● **Prompt**
Rewrite the stretch of items from the line containing "Target: row of crops" through the end of the items, changing "worker in field" to "farm worker" and keeping everything else the same. Leave the pictures out of your answer.

Stored items
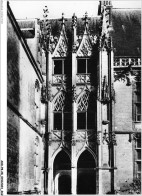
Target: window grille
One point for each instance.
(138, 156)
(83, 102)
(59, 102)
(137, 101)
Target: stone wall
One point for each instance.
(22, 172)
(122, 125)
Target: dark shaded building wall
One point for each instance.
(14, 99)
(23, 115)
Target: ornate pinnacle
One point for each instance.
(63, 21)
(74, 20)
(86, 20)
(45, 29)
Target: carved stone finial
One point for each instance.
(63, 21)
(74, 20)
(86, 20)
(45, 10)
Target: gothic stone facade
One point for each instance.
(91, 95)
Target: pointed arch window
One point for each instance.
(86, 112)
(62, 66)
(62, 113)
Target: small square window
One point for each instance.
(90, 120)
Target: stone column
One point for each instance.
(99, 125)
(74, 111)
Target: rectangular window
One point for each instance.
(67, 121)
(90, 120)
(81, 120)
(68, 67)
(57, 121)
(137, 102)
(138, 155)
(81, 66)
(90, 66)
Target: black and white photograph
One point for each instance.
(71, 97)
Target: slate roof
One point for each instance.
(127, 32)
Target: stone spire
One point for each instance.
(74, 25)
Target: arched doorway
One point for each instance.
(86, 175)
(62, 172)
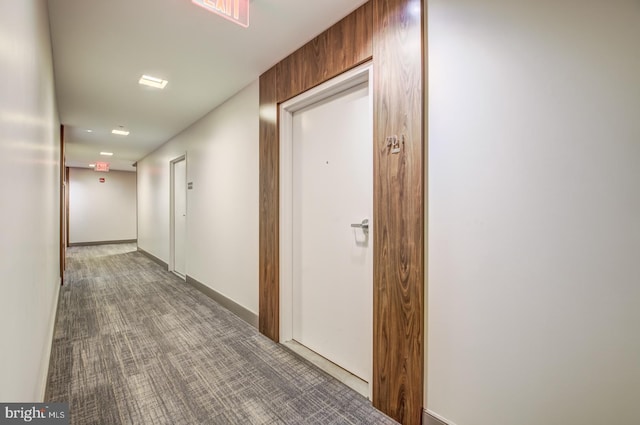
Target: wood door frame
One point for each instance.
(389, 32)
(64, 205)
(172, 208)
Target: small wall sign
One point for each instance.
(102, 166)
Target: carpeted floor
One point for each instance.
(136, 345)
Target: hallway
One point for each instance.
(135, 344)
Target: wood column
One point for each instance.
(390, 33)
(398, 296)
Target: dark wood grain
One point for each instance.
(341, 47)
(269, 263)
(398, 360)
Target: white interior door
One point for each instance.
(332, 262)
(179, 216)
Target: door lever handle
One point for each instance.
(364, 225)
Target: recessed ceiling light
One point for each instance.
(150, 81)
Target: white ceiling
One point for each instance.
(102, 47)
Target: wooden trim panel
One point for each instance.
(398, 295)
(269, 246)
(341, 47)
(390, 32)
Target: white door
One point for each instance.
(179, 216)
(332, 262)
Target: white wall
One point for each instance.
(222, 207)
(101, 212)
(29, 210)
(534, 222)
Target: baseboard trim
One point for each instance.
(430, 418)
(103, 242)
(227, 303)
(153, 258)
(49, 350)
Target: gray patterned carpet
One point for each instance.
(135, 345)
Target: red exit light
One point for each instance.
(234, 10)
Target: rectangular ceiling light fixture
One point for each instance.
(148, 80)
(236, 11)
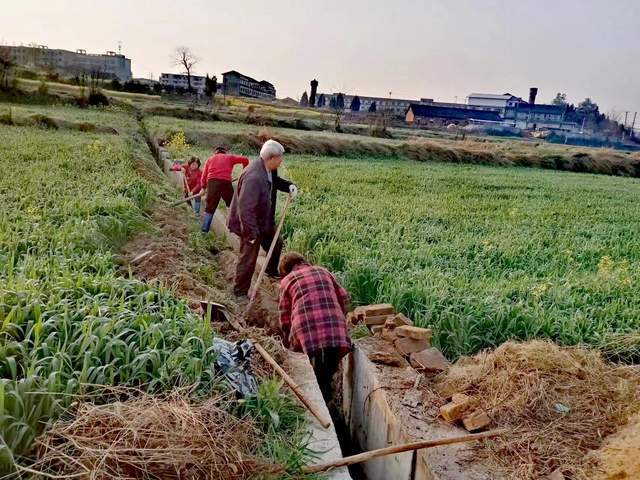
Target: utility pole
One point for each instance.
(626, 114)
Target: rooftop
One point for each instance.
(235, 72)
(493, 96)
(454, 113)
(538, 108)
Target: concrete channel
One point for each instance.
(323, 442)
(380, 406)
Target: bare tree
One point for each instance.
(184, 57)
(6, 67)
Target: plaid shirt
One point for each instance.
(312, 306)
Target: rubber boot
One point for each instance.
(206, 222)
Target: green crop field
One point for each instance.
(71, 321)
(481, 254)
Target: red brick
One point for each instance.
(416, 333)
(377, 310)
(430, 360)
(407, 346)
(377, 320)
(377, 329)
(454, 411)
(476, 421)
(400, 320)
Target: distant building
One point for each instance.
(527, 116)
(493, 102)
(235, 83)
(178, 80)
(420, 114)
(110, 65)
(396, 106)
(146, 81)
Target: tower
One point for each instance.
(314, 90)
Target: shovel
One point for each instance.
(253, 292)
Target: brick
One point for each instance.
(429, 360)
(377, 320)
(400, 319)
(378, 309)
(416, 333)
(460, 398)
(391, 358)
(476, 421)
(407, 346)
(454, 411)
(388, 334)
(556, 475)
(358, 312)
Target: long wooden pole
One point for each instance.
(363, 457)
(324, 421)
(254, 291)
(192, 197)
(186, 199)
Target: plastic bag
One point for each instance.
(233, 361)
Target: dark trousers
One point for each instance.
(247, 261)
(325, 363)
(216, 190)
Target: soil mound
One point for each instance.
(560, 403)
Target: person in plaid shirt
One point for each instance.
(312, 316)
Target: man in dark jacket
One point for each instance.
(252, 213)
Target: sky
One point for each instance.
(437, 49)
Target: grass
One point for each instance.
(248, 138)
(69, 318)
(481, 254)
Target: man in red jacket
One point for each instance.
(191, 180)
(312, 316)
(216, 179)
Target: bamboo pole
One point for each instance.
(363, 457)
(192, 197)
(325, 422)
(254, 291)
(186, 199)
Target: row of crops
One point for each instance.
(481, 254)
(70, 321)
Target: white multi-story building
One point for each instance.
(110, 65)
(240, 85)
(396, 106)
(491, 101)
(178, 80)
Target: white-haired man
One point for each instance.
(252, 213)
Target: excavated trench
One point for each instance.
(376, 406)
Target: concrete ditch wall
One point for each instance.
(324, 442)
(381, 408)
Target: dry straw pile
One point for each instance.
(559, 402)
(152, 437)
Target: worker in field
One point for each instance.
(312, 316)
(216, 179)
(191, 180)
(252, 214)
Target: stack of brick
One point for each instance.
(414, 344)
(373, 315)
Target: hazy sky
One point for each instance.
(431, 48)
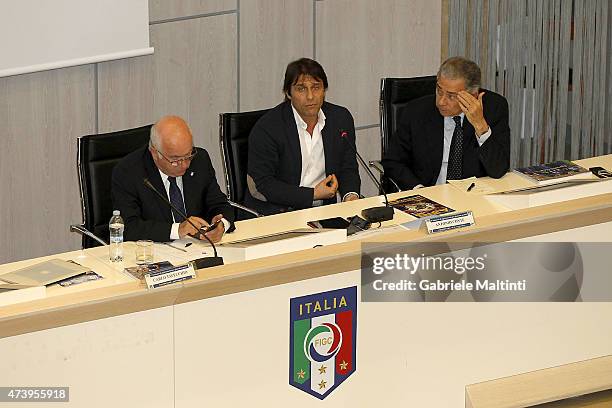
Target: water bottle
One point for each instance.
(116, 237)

● **Full solution**
Target: row of crops
One point for each instance.
(481, 254)
(70, 321)
Target: white multi-story building
One point for each instance.
(110, 65)
(240, 85)
(396, 106)
(491, 101)
(178, 80)
Target: white-haired man
One point for each instance.
(252, 213)
Target: excavated trench
One point for each instance.
(376, 406)
Target: concrete ditch wall
One point for each instance.
(324, 442)
(381, 408)
Target: dry straw pile
One point for each instance.
(559, 402)
(152, 437)
Target: farm worker
One point for each instance.
(312, 316)
(216, 179)
(191, 180)
(252, 214)
Target: stack of brick
One point for each instance.
(414, 344)
(373, 315)
Target: hazy sky
One point for each instance.
(431, 48)
Target: water bottle
One point for each instance.
(116, 237)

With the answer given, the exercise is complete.